AIM: Write out the listing below without alteration, omitting its pictures.

RECORDS TO PROCESS:

* * * *

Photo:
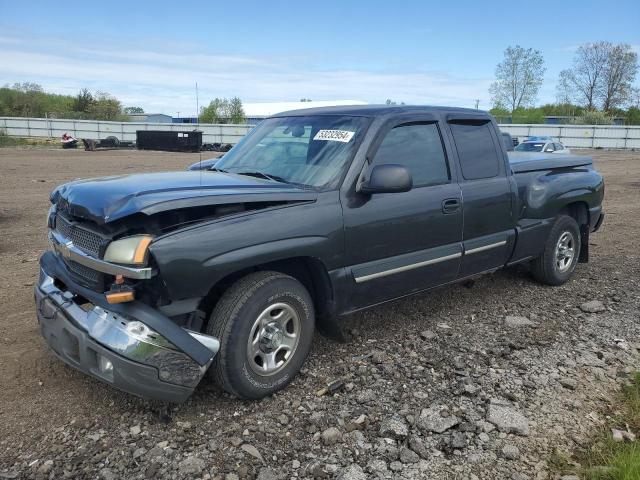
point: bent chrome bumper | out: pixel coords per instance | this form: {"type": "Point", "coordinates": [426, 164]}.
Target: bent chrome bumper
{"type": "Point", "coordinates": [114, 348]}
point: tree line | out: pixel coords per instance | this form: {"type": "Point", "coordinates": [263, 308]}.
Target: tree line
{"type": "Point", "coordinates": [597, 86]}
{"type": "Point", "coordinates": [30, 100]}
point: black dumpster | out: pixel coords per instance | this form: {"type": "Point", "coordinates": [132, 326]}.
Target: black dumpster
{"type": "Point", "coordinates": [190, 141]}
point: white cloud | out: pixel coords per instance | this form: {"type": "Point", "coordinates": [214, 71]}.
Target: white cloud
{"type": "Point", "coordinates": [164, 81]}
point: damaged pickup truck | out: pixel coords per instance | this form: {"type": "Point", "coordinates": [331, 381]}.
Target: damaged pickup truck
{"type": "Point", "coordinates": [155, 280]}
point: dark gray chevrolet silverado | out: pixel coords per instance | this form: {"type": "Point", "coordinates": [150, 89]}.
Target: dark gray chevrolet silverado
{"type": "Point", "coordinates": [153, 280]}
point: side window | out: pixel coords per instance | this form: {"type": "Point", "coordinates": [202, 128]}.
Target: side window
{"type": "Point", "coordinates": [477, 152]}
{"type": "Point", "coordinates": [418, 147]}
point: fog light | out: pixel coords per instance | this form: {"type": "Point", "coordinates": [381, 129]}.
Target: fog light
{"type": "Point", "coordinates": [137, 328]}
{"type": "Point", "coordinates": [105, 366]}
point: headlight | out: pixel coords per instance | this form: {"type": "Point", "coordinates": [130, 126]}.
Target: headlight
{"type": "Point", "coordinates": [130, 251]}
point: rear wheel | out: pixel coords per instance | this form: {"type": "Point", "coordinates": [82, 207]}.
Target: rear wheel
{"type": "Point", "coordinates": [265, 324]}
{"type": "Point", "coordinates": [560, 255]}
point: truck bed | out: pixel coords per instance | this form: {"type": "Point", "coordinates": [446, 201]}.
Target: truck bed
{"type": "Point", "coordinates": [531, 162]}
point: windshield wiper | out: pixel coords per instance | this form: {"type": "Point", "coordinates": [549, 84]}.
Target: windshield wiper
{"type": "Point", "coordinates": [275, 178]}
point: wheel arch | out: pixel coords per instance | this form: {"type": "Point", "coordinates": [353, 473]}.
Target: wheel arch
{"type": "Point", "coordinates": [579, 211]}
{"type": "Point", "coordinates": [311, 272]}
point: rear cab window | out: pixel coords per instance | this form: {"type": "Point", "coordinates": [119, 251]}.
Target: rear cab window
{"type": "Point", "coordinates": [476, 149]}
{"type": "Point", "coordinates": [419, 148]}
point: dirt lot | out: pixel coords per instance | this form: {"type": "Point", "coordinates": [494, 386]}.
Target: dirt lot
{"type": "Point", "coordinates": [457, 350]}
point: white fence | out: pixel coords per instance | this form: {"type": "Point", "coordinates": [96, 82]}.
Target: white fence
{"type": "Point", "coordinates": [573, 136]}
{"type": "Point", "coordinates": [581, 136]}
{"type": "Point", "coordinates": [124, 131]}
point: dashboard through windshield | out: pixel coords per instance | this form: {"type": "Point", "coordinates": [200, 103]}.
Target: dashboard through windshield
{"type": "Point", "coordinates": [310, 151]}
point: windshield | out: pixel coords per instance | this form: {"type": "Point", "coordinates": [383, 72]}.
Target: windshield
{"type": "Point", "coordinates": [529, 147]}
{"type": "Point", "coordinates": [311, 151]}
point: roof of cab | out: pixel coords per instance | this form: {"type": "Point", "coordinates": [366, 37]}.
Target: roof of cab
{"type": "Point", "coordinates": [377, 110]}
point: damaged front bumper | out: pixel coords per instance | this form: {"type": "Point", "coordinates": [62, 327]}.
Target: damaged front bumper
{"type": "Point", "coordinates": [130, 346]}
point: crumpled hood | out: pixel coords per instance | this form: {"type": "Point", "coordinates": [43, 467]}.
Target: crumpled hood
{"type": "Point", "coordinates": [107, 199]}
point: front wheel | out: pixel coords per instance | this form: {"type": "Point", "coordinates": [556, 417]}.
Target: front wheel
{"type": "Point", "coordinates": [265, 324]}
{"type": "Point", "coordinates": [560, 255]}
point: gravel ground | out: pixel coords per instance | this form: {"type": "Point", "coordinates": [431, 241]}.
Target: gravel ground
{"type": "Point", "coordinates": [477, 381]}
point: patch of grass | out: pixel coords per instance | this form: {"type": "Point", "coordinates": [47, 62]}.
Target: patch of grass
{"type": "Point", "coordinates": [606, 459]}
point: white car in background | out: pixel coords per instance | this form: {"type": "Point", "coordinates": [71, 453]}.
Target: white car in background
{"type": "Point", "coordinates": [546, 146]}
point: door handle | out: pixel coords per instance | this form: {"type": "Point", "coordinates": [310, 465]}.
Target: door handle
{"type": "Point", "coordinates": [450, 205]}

* * * *

ANSWER TO THE TASK:
Photo:
point: bent chrome bumper | out: pixel coords per instance | this form: {"type": "Point", "coordinates": [426, 164]}.
Target: bent chrome bumper
{"type": "Point", "coordinates": [114, 348]}
point: tree line | out: pixel coords per instance | this form: {"type": "Point", "coordinates": [263, 308]}.
Target: tree line
{"type": "Point", "coordinates": [597, 86]}
{"type": "Point", "coordinates": [30, 100]}
point: black dumpster | out: pixel coords per instance | this form: {"type": "Point", "coordinates": [132, 326]}.
Target: black dumpster
{"type": "Point", "coordinates": [190, 141]}
point: white cloud | out: pixel coords per instance | this form: {"type": "Point", "coordinates": [214, 71]}.
Target: white cloud
{"type": "Point", "coordinates": [164, 81]}
point: damaged pickup truck | out: pixel coords per instance | this form: {"type": "Point", "coordinates": [331, 381]}.
Target: damaged pickup truck
{"type": "Point", "coordinates": [155, 280]}
point: dark gray chevrolet silverado | out: pixel coords per instance | this form: {"type": "Point", "coordinates": [150, 89]}.
Target: dark gray chevrolet silverado
{"type": "Point", "coordinates": [153, 280]}
point: side window | out: pixel coords per instance | this form: {"type": "Point", "coordinates": [202, 128]}.
Target: side window
{"type": "Point", "coordinates": [477, 152]}
{"type": "Point", "coordinates": [418, 147]}
point: fog light | out: pixel coords per instance | this form: {"type": "Point", "coordinates": [381, 129]}.
Target: fog light
{"type": "Point", "coordinates": [137, 328]}
{"type": "Point", "coordinates": [105, 366]}
point: headlight | out: pixel coords per instance | this form: {"type": "Point", "coordinates": [130, 126]}.
Target: headlight
{"type": "Point", "coordinates": [130, 251]}
point: rear wheel | out: pixel coords per instance | this form: {"type": "Point", "coordinates": [82, 207]}.
Target: rear wheel
{"type": "Point", "coordinates": [265, 324]}
{"type": "Point", "coordinates": [560, 255]}
point: truck bed | out: pixel coords per instance | this form: {"type": "Point", "coordinates": [446, 201]}.
Target: truck bed
{"type": "Point", "coordinates": [531, 162]}
point: windshield wiper | out: pixel coords per instance | this form: {"type": "Point", "coordinates": [549, 84]}.
Target: windshield wiper
{"type": "Point", "coordinates": [275, 178]}
point: wheel arch | out: pixel coords per instance | this form: {"type": "Point", "coordinates": [353, 473]}.
Target: wheel arch
{"type": "Point", "coordinates": [579, 211]}
{"type": "Point", "coordinates": [311, 272]}
point: rear cab window | out: pixel coords per instance | this form: {"type": "Point", "coordinates": [119, 251]}.
Target: rear cab window
{"type": "Point", "coordinates": [476, 149]}
{"type": "Point", "coordinates": [419, 148]}
point: dirt lot | out: pixel coords per instance | this form: {"type": "Point", "coordinates": [494, 386]}.
Target: dirt lot
{"type": "Point", "coordinates": [457, 350]}
point: white fence | out: pixel coords per instance | this form: {"type": "Point", "coordinates": [96, 82]}.
Target: white fence
{"type": "Point", "coordinates": [573, 136]}
{"type": "Point", "coordinates": [581, 136]}
{"type": "Point", "coordinates": [124, 131]}
point: dashboard through windshield | out: pixel coords per instance | this form: {"type": "Point", "coordinates": [200, 103]}.
Target: dashboard through windshield
{"type": "Point", "coordinates": [310, 151]}
point: windshield | out: pixel coords per instance | this form: {"type": "Point", "coordinates": [383, 72]}.
Target: windshield
{"type": "Point", "coordinates": [529, 147]}
{"type": "Point", "coordinates": [311, 151]}
point: roof of cab | out: pixel coords per instance | this form: {"type": "Point", "coordinates": [366, 37]}.
Target: roof of cab
{"type": "Point", "coordinates": [377, 110]}
point: damaged front bumper | out: pixel coords per instance | this form: {"type": "Point", "coordinates": [62, 327]}.
Target: damaged front bumper
{"type": "Point", "coordinates": [130, 346]}
point: crumpled hood | out: pixel coords per instance | this form: {"type": "Point", "coordinates": [43, 467]}.
Target: crumpled hood
{"type": "Point", "coordinates": [107, 199]}
point: front wheel | out: pixel coords per instance | this form: {"type": "Point", "coordinates": [556, 417]}.
Target: front wheel
{"type": "Point", "coordinates": [265, 324]}
{"type": "Point", "coordinates": [560, 255]}
point: gravel ground | out: pixel coords per instance | this form: {"type": "Point", "coordinates": [431, 241]}.
Target: gravel ground
{"type": "Point", "coordinates": [477, 381]}
point: patch of grass | out: pixel coords per instance | this form: {"type": "Point", "coordinates": [47, 62]}.
Target: patch of grass
{"type": "Point", "coordinates": [606, 459]}
point: white car in background | out: pixel coords per instance | this form: {"type": "Point", "coordinates": [71, 453]}.
Target: white car in background
{"type": "Point", "coordinates": [546, 146]}
point: door handle | out: pixel coords per instance | this form: {"type": "Point", "coordinates": [310, 465]}.
Target: door handle
{"type": "Point", "coordinates": [450, 205]}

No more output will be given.